▶ Assignment A:
In the Network of Theseus summary, why are the new modules aligned with the original network's activations at each stage of the transformation? Answer in one to three sentences.
▶ Assignment B:
Reproduce the stretch of the Network of Theseus summary from "- It uses representational" through "neural network designs." word for word.

- The paper presents a method that decouples training from inference by progressively replacing network components while preserving performance.
- It uses representational similarity metrics to align new modules with original activations, enabling flexible architectural transformations such as CNN-to-MLP conversions.
- Experimental results on ImageNet and Wikitext-103 demonstrate significant performance retention, paving the way for deployment-centric neural network designs.
Network of Theseus: Decoupling Training from Inference in Neural Networks
Introduction
The conventional approach in deep learning dictates that the neural network architecture used during training must remain the same during inference, maintaining consistent inductive biases throughout the process. This assumption limits the flexibility to adopt architectures with superior efficiency or design properties that are challenging to optimize. The paper "Network of Theseus" (2512.04198) introduces a novel methodology known as Network of Theseus (NoT), which challenges this conventional premise. NoT enables the progressive transformation of a neural network's architecture—either pre-trained or untrained—into a different target architecture by systematically replacing its components while preserving the network's performance. This transformative approach leverages representational similarity metrics to align transformed components with their original counterparts, facilitating substantial architectural shifts, such as transitioning from a convolutional network to a multilayer perceptron or from GPT-2 to an RNN. By disconnecting optimization from deployment, NoT paves the way for broader exploration of architectural design spaces, potentially unlocking better accuracy-efficiency trade-offs.
Methodology
NoT operates by incrementally replacing elements of a guide network with components from a target architecture. At each stage of this transformation, the new modules are optimized to align with the original network's activations using representational similarity metrics. This alignment process is primarily conducted at the layer level, ensuring that the transformation maintains the guide network's performance. The ultimate goal is to complete the conversion of the guide network into a target architecture, which is then fine-tuned on the desired downstream tasks. The paper demonstrates the capability of NoT to facilitate architectural transformations such as converting CNN layers into fully connected MLPs, adapting vision transformers into token-wise MLPs, or reshaping transformer architectures into RNNs, showcasing that even untrained guide networks can offer significant inductive biases useful for the conversion process.
Experimental Results
In empirical evaluations, NoT demonstrated significant improvements over naive architectural replacement strategies, maintaining substantial portions of the guide network’s original performance despite drastic changes in network architecture. These experiments were conducted across various challenging tasks, including image classification and language modeling, using datasets like ImageNet and Wikitext-103. Notably, replacing ResNet-18 convolutional layers with linear layers resulting in MLP structures showed a large performance increase, nearly bridging the gap to the original network's capabilities. Similarly, transformations from DINOv2 models to Patch-MLPs and from GPT-2 to RNNs preserved a significant portion of the original architectures' accuracy, highlighting NoT’s robustness and versatility.
Implications and Future Directions
The implications of NoT are profound, both theoretically and practically. Practically, NoT provides an avenue for developing inference architectures optimized for specific deployment scenarios without resetting the training process for each design iteration. Theoretically, it challenges the deeply ingrained notion that architecture must remain static post-training, suggesting that optimization-centric design may be replaced or supplemented by deployment-focused design strategies. Future research avenues could include exploring optimal architectural selections for guide and target networks tailored toward specific optimization and deployment efficiencies, and further refining the methods to automate and generalize the transformation process across broader architecture families.
Conclusion
Network of Theseus represents a pivotal shift in how we understand and utilize neural network architectures, breaking the conventional bonds between training and inference configurations. This flexibility encourages a reimagining of architectural design principles, promoting efficiency and innovation in neural network deployment. While promising, the authors note limitations, including the resource-intensive nature of their methodology and the need for refined strategies to manage computational costs. Nonetheless, NoT's foundational shift in perspective is an invaluable stride toward more flexible, efficient, and specialist AI systems. This work lays the groundwork for future innovations in neural architecture design and deployment strategies.

▶ Dataset entries:
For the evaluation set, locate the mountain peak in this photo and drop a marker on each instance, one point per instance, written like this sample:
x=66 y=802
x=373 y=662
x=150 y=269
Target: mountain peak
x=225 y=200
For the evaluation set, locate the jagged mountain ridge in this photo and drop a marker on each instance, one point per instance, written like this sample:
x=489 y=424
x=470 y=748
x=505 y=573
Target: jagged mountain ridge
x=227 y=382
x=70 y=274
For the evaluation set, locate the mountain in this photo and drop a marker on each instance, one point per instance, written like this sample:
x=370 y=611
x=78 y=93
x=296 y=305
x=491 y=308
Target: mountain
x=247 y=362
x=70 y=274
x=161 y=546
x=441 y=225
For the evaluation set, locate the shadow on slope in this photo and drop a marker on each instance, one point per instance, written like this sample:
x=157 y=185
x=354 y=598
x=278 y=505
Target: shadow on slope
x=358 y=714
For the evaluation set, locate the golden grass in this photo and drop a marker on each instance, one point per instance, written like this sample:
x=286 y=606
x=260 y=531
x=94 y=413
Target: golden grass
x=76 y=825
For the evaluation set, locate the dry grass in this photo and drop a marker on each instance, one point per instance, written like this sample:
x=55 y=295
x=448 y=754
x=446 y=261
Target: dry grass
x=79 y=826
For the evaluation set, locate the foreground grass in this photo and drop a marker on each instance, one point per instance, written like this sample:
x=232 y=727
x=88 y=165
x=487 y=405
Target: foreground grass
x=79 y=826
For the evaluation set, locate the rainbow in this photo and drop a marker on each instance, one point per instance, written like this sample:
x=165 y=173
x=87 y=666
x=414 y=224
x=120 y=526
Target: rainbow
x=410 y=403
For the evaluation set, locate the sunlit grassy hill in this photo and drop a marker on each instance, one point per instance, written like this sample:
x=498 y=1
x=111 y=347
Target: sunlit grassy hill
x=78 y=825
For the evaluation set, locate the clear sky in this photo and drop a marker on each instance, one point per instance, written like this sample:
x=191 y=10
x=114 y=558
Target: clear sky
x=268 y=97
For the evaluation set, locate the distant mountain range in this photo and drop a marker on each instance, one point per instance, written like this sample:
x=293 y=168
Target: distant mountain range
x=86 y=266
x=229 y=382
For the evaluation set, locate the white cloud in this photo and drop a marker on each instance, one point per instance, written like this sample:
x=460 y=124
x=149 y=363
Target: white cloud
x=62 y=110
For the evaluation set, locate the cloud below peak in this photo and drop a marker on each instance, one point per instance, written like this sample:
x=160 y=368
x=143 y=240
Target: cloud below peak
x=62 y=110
--
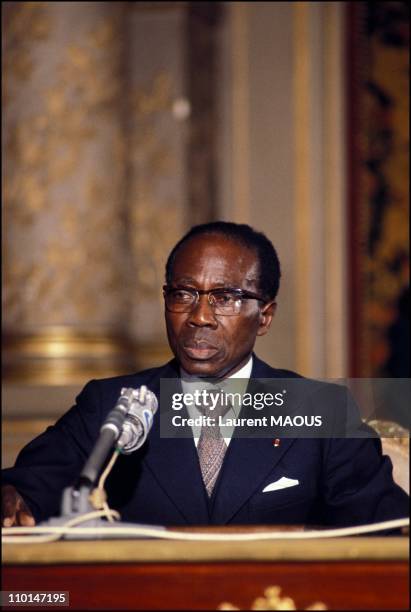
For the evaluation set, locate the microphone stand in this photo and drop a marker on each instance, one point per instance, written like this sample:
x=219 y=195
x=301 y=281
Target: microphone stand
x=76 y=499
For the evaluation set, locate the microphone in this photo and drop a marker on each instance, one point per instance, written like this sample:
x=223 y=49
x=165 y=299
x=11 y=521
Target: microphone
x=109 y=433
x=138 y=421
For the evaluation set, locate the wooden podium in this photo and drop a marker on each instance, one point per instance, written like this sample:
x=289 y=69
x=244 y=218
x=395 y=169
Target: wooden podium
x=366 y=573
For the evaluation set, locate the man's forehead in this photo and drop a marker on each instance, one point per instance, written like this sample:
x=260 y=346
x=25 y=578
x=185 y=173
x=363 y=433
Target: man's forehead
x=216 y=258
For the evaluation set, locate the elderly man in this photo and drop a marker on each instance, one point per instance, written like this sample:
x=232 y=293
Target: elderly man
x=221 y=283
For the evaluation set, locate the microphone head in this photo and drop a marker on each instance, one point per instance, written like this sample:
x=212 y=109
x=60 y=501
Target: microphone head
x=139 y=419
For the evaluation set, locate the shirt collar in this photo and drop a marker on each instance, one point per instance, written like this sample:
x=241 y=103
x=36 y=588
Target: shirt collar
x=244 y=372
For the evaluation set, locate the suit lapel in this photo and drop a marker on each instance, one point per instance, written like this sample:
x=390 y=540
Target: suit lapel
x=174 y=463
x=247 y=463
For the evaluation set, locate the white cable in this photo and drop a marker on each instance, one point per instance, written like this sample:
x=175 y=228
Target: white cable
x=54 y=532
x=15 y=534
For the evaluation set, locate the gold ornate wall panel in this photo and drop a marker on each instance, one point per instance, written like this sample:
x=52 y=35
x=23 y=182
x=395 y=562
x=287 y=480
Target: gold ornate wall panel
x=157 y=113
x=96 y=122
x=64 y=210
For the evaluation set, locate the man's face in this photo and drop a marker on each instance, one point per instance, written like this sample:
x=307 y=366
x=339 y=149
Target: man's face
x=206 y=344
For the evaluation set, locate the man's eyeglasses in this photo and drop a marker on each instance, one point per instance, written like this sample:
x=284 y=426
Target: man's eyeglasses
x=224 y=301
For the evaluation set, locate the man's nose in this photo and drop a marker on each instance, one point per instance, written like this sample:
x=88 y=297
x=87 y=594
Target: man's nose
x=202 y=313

▶ Answer space A:
The new modules are aligned with the original network's activations so that the transformation maintains the guide network's performance. The alignment uses representational similarity metrics and is done mainly at the layer level.

▶ Answer space B:
- It uses representational similarity metrics to align new modules with original activations, enabling flexible architectural transformations such as CNN-to-MLP conversions.
- Experimental results on ImageNet and Wikitext-103 demonstrate significant performance retention, paving the way for deployment-centric neural network designs.